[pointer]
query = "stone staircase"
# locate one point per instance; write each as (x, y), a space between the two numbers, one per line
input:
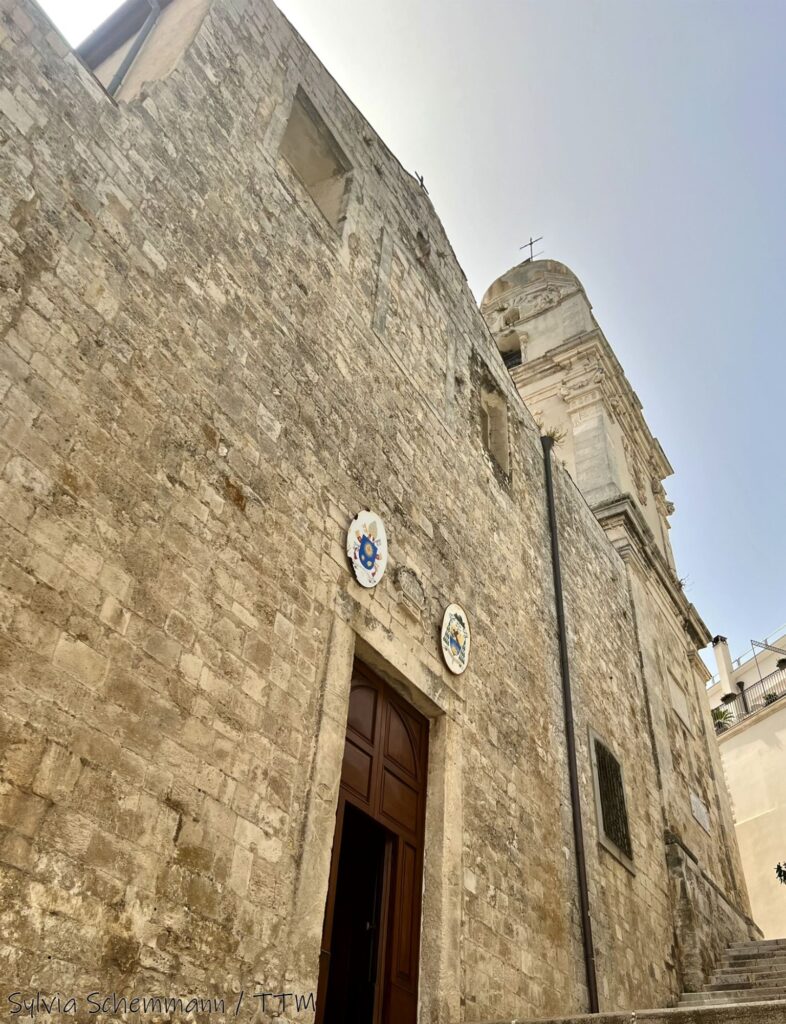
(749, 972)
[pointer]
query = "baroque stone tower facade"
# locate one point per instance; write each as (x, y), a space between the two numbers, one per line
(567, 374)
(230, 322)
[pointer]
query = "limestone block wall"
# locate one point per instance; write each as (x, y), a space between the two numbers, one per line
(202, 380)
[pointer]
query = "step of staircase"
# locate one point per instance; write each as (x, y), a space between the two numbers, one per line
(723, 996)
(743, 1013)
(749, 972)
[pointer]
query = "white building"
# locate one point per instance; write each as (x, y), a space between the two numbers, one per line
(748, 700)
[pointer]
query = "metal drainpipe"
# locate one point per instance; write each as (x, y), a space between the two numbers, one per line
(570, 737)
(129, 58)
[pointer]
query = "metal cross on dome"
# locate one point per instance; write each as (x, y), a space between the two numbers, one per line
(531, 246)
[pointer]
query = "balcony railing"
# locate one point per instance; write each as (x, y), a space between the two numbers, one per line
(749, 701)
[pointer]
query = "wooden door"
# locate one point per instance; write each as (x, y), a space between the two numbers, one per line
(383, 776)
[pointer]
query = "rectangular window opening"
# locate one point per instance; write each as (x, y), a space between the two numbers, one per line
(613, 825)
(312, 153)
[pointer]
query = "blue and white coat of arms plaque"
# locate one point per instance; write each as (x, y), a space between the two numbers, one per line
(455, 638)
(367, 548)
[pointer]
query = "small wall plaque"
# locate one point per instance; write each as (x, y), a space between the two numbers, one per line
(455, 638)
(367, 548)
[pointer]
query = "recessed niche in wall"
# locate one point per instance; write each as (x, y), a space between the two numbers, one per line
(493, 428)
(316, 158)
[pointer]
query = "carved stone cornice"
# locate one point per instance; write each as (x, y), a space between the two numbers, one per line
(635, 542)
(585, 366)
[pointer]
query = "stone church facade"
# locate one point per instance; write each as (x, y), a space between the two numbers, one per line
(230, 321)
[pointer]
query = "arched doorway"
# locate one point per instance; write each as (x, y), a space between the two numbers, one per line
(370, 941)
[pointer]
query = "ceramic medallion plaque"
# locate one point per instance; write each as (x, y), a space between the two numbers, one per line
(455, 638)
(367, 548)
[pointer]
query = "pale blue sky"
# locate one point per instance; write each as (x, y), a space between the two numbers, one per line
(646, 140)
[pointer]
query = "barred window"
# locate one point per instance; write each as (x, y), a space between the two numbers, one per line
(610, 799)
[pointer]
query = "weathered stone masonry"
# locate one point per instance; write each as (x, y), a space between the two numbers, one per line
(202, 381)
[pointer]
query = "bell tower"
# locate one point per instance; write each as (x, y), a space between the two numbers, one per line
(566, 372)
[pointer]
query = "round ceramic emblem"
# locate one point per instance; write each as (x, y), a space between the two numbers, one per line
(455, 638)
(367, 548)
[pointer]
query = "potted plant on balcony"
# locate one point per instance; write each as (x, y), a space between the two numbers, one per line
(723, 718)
____
* **WHAT THE TASK REQUIRES**
Find each line in the rows above that contains the word "white" and copy those lines out.

* **ANSWER BELOW**
query = "white building"
query = "blue and white coat of arms plaque"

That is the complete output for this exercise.